====== Excerpt provided

Live album by Louis Armstrong and Eddie Condon
- Released: 1956
- Label: Columbia

= Louis Armstrong and Eddie Condon at Newport =

Louis Armstrong and Eddie Condon at Newport is a live album recorded at the American Jazz Festival at Newport, Rhode Island, on July 5 and 6, 1956.

The record is split between Louis Armstrong and Eddie Condon.

== Critical reception ==

Billboard reviewed the album in its issue from December 29, 1956, writing: "Considering the popularity of the two names and the mention of Newport, this should do well enough tho some of the blowing in both groups is not the most inspired. [...] Musically, Condon's group airs a typical brace of Dixie standards with Armstrong on a similar kick."

Professional ratings
Review scores
| Source | Rating |
| Billboard | positive |

== Track listing ==
12-inch LP (Columbia CL 931)

============
====== Material

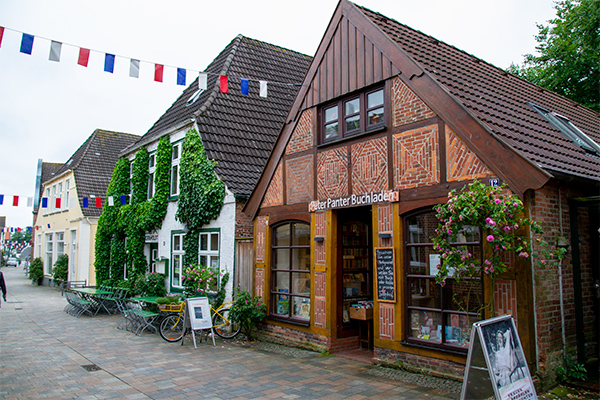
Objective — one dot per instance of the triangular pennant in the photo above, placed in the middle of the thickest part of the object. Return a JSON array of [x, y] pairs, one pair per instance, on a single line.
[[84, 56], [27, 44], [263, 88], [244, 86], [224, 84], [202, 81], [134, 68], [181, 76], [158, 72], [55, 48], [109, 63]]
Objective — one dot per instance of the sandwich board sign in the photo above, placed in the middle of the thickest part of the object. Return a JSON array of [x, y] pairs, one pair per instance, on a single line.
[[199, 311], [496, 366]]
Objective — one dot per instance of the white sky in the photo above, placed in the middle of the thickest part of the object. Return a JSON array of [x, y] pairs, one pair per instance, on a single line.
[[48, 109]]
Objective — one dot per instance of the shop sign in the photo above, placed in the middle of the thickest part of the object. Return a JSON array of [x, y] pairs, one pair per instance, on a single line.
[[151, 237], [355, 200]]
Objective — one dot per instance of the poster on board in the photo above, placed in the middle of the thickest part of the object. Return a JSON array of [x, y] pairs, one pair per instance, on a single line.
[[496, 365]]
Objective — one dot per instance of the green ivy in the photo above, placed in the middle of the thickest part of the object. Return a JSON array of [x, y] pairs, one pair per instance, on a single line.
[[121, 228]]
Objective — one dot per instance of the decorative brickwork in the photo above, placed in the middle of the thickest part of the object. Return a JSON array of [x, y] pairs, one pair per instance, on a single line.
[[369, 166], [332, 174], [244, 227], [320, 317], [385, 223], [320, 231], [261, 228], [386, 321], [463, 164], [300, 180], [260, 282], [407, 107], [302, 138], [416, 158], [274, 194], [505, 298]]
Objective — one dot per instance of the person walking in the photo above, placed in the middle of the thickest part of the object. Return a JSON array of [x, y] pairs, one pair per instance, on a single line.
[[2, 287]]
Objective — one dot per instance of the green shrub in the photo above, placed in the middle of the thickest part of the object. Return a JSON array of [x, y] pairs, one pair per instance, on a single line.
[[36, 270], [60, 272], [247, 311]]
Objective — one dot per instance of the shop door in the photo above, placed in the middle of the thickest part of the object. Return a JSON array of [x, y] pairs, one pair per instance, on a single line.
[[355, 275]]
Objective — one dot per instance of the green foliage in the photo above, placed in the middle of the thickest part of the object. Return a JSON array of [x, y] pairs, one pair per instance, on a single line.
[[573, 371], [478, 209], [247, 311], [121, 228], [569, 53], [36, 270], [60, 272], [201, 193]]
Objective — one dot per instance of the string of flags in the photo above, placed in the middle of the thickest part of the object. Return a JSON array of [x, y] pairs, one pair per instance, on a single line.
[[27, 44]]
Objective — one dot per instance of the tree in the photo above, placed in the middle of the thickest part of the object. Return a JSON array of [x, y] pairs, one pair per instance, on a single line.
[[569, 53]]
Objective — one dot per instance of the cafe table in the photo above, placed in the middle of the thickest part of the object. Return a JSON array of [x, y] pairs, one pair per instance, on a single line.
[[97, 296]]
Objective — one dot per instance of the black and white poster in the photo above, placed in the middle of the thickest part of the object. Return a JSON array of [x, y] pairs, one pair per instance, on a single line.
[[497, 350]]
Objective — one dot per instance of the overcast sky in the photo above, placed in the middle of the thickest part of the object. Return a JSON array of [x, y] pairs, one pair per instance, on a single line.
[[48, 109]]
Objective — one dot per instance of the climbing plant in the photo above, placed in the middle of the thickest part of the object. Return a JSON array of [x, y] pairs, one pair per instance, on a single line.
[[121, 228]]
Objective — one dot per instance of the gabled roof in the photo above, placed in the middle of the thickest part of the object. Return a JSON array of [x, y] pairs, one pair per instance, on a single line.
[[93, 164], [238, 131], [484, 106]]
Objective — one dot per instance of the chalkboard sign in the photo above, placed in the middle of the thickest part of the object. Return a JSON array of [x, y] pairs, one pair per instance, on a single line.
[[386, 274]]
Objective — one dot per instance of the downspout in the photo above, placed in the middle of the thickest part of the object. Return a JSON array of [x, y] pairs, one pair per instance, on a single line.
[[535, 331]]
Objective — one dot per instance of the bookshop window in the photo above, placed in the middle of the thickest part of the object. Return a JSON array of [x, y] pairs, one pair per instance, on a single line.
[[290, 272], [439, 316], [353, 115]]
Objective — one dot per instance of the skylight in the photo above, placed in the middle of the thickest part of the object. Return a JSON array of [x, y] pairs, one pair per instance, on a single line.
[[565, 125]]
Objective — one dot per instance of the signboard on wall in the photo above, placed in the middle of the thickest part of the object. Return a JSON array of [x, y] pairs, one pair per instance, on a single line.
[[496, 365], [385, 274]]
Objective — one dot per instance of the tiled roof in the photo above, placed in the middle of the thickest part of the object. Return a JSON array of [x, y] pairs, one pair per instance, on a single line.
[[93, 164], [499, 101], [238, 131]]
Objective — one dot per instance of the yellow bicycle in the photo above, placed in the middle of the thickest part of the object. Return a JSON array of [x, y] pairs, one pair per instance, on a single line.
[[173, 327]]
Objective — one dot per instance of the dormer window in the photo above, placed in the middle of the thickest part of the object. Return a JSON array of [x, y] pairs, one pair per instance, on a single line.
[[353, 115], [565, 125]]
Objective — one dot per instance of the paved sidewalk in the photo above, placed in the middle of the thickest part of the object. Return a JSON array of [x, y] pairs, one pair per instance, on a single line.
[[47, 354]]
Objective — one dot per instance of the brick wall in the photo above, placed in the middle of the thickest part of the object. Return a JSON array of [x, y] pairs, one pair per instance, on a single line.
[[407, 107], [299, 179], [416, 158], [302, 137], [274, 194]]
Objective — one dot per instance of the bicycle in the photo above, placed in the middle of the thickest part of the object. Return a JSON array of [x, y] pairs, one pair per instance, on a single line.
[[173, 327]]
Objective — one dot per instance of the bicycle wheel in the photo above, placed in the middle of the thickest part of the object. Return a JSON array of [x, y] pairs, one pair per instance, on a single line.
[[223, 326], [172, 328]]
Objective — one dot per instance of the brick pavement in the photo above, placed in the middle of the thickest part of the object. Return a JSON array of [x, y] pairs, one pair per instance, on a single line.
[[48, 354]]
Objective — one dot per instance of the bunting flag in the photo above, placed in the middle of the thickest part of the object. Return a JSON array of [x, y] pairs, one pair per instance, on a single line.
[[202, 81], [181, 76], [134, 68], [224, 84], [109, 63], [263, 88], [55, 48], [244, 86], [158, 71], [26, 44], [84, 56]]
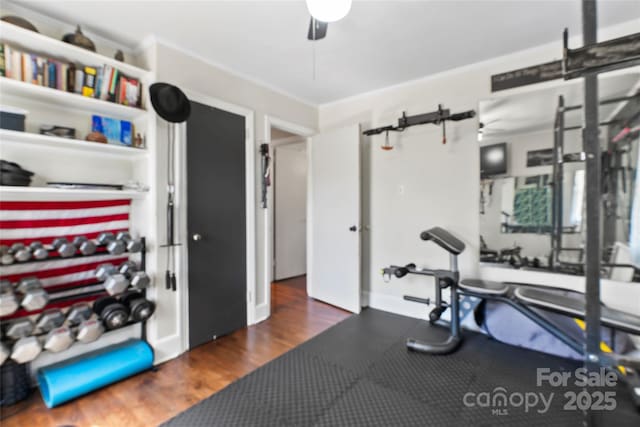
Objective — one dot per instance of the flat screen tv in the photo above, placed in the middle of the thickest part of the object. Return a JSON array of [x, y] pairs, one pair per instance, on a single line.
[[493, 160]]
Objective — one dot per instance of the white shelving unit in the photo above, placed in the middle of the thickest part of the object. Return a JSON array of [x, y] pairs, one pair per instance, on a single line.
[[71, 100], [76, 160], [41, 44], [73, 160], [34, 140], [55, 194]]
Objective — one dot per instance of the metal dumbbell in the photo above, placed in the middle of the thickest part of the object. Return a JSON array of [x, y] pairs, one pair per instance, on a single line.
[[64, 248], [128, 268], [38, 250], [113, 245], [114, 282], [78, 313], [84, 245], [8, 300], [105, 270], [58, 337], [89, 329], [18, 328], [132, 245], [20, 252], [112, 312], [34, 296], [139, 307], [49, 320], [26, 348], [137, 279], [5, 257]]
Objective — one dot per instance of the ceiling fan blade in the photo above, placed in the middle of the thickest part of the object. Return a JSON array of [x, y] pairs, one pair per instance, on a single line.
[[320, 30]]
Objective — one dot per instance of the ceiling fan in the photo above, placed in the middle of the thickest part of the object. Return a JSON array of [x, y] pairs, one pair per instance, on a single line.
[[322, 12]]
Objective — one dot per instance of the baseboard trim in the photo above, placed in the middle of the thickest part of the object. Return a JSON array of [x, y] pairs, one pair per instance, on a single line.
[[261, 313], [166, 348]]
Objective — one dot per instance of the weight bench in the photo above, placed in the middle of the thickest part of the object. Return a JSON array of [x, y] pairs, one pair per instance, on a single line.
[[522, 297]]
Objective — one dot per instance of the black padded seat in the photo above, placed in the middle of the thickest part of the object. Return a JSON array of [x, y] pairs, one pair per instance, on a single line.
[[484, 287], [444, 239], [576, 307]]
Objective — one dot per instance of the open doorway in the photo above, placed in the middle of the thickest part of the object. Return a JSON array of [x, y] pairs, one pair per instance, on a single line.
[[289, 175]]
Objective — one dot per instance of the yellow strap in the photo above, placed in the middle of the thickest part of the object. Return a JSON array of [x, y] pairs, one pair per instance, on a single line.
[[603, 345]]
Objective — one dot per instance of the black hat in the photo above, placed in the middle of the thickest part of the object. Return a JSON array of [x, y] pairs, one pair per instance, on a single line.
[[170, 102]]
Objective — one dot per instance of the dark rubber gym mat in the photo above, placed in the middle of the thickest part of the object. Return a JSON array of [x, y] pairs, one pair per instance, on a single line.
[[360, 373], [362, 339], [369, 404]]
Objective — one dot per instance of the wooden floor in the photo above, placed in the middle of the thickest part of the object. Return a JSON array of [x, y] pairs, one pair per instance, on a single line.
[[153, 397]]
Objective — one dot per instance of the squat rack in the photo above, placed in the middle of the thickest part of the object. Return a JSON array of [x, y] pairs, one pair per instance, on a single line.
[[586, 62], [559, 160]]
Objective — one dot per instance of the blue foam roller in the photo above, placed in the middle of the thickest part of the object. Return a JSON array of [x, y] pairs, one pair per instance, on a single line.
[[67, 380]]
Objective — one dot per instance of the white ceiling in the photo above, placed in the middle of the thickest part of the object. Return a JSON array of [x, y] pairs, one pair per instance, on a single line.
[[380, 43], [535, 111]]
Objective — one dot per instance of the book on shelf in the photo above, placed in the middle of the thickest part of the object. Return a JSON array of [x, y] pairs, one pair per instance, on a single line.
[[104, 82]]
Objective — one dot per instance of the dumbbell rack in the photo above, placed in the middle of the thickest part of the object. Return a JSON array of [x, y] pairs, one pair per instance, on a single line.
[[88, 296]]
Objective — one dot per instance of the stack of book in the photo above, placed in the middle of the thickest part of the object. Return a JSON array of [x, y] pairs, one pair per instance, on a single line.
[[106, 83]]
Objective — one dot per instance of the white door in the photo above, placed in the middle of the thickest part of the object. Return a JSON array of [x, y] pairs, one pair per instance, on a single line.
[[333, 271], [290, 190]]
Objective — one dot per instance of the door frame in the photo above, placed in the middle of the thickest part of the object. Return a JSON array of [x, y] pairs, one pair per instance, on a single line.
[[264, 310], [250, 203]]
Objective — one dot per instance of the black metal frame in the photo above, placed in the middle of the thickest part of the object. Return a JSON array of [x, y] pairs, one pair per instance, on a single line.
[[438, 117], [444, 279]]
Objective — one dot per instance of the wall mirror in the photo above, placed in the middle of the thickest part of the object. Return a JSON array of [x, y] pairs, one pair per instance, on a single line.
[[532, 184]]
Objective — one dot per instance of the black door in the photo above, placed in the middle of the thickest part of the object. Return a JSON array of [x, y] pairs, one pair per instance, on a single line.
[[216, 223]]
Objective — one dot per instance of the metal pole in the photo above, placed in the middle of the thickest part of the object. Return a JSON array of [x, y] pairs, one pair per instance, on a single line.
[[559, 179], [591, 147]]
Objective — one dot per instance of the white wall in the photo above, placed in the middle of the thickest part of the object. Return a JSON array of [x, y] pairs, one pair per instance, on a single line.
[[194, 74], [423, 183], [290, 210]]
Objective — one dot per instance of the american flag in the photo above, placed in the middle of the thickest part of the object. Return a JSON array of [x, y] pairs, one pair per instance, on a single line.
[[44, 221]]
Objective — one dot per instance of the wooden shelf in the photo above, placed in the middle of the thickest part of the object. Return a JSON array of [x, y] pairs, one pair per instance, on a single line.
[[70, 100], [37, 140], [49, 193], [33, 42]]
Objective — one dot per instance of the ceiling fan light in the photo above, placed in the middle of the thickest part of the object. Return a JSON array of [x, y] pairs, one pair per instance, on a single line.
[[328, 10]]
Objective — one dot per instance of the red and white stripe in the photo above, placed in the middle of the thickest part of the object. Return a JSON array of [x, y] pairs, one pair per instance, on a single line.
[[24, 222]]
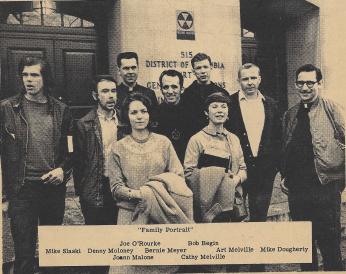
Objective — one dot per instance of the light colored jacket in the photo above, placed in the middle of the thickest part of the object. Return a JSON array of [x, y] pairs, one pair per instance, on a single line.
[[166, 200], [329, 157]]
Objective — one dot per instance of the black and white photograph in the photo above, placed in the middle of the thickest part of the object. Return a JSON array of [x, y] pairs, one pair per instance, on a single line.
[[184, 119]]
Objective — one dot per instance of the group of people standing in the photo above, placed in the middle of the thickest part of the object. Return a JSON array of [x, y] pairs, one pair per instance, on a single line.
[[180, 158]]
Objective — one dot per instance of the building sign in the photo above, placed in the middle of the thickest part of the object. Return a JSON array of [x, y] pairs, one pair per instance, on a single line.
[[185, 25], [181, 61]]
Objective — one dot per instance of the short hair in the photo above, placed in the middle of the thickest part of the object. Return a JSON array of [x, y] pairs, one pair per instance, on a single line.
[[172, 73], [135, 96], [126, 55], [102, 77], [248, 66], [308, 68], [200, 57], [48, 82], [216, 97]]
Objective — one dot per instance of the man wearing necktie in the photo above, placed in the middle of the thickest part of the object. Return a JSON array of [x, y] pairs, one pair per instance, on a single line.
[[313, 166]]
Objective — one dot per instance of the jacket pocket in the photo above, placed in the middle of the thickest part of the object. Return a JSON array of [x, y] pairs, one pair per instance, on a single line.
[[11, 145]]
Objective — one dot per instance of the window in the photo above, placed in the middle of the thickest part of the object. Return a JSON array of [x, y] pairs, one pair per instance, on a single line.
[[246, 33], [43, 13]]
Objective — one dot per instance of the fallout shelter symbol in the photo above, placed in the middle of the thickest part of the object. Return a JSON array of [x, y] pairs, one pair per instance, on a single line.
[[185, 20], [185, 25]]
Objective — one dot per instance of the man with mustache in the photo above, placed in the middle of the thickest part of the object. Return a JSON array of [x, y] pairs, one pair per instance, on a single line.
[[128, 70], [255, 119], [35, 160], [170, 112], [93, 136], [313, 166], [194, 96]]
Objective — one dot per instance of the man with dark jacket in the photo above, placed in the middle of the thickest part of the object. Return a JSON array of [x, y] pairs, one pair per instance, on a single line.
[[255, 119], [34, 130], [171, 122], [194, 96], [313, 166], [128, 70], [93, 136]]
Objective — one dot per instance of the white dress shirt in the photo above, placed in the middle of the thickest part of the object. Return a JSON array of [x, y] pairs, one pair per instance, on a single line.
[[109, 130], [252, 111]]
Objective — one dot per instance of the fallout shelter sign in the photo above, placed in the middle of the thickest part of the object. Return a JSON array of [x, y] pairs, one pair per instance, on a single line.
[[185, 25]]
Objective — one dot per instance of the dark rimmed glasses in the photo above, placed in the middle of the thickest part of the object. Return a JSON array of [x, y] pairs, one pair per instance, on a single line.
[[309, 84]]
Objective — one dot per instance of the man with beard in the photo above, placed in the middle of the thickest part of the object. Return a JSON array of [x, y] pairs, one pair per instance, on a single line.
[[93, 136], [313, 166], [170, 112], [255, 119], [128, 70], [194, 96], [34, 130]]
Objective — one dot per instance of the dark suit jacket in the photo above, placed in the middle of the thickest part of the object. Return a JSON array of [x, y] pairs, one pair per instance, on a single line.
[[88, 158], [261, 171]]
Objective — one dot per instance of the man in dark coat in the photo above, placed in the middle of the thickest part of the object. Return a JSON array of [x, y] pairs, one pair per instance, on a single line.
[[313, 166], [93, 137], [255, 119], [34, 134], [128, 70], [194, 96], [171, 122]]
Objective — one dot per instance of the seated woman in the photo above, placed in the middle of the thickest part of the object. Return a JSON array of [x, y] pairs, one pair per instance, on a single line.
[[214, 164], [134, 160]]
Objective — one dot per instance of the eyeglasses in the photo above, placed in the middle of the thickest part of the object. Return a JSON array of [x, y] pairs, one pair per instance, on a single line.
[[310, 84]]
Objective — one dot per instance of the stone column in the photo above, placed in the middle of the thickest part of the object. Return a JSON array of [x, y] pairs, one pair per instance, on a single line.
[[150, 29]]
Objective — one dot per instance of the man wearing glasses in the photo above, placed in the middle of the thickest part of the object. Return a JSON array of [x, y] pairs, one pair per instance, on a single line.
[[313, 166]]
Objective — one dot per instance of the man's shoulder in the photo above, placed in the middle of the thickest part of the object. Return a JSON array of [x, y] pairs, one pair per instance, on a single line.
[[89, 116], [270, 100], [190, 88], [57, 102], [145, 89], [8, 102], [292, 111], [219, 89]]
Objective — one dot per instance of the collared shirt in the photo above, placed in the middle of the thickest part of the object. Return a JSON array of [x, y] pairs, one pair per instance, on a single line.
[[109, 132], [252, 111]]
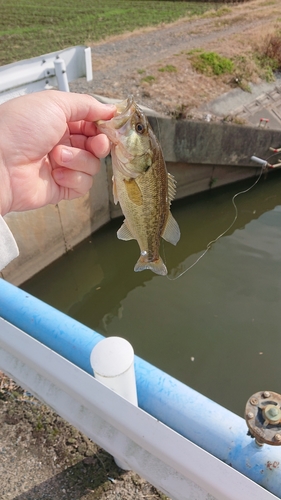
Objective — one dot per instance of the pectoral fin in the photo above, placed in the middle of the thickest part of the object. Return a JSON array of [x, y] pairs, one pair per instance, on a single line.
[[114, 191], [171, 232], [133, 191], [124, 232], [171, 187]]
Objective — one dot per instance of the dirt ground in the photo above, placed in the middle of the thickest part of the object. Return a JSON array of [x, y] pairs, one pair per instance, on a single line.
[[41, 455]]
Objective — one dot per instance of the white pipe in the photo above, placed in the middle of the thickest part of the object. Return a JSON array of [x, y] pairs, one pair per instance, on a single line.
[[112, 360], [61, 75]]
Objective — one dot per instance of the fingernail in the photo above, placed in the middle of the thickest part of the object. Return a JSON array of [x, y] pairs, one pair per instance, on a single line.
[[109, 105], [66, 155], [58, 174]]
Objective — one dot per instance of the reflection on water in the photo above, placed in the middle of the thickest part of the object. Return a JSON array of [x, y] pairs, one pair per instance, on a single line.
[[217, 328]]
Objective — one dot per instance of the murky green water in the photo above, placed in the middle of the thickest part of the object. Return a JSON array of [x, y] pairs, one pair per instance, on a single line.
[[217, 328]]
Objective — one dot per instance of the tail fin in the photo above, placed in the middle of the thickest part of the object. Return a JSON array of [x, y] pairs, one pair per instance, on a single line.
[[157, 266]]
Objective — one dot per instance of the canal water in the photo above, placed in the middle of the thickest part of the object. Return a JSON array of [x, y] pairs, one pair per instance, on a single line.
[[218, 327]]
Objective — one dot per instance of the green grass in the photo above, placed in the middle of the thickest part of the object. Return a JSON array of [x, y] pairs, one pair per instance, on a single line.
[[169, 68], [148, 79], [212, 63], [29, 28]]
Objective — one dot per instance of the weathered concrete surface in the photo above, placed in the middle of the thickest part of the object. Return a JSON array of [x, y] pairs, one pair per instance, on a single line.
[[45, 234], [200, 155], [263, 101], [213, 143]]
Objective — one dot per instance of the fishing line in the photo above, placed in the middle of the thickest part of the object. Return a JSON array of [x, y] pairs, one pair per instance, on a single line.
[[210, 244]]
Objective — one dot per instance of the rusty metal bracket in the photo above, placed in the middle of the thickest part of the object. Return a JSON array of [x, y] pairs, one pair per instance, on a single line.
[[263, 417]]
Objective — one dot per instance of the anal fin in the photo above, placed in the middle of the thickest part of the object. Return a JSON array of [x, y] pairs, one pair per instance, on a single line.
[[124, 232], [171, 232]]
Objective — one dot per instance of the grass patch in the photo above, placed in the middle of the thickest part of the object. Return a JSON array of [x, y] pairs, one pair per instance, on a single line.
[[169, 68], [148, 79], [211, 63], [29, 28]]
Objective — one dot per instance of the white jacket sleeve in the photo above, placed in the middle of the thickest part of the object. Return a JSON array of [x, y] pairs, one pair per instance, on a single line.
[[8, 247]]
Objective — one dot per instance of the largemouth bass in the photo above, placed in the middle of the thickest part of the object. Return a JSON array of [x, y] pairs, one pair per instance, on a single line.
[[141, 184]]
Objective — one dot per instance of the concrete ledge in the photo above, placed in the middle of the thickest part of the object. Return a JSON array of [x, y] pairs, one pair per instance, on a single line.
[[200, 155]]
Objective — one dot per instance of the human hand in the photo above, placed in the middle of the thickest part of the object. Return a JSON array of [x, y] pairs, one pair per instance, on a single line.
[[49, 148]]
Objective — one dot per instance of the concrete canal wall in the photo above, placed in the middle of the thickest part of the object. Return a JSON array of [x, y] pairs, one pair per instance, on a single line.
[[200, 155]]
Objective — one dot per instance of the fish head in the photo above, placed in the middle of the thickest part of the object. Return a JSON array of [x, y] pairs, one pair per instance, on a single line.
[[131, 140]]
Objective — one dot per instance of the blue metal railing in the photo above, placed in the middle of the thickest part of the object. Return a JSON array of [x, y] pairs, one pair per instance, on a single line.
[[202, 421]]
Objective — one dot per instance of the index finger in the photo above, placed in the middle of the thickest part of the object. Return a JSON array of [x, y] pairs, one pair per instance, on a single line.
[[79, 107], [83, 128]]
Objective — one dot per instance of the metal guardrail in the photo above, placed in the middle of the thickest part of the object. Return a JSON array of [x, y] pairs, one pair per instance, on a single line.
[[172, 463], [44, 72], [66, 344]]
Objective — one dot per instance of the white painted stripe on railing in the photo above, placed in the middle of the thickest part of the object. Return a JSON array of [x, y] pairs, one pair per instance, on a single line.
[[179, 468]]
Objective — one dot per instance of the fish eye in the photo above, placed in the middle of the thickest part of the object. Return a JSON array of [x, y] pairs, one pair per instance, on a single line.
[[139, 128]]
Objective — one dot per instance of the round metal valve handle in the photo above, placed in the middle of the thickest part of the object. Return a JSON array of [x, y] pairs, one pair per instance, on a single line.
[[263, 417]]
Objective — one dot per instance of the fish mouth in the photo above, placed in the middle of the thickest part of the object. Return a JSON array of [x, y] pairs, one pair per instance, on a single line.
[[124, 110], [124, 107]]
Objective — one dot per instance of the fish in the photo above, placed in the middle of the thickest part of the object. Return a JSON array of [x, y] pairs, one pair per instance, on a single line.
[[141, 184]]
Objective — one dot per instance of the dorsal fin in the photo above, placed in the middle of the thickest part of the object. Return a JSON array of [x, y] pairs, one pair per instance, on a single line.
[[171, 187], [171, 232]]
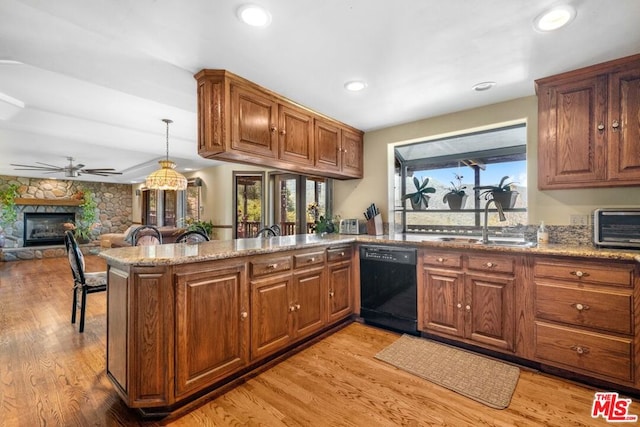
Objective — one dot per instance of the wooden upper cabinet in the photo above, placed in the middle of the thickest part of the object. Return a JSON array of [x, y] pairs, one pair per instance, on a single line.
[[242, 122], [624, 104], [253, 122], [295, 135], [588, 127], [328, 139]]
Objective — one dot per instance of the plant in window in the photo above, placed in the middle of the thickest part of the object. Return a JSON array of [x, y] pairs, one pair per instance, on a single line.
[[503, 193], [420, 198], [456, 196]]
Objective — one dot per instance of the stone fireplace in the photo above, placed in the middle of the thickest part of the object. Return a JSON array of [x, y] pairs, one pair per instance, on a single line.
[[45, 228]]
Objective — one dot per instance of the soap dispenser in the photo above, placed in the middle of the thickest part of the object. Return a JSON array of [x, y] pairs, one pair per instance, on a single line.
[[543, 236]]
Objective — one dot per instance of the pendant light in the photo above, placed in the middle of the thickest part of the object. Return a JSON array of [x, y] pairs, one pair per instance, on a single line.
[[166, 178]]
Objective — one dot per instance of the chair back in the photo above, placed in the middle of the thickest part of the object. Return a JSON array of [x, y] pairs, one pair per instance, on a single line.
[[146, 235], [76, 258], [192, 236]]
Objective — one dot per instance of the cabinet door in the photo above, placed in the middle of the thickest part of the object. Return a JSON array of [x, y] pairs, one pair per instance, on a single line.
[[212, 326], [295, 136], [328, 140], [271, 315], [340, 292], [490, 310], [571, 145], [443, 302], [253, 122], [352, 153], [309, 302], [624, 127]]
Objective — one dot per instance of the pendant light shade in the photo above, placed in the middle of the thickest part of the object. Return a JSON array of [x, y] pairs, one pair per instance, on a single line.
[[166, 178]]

============

# [Problem set]
A: Translate this sentence from the Newport album entry into Spanish: "The record is split between Louis Armstrong and Eddie Condon."
B: Echo a passage from the Newport album entry, beginning at the words "Billboard reviewed the" and stopping after the words "(Columbia CL 931)".

# [Response list]
A: El disco está dividido entre Louis Armstrong y Eddie Condon.

B:
Billboard reviewed the album in its issue from December 29, 1956, writing: "Considering the popularity of the two names and the mention of Newport, this should do well enough tho some of the blowing in both groups is not the most inspired. [...] Musically, Condon's group airs a typical brace of Dixie standards with Armstrong on a similar kick."

Professional ratings
Review scores
| Source | Rating |
| Billboard | positive |

== Track listing ==
12-inch LP (Columbia CL 931)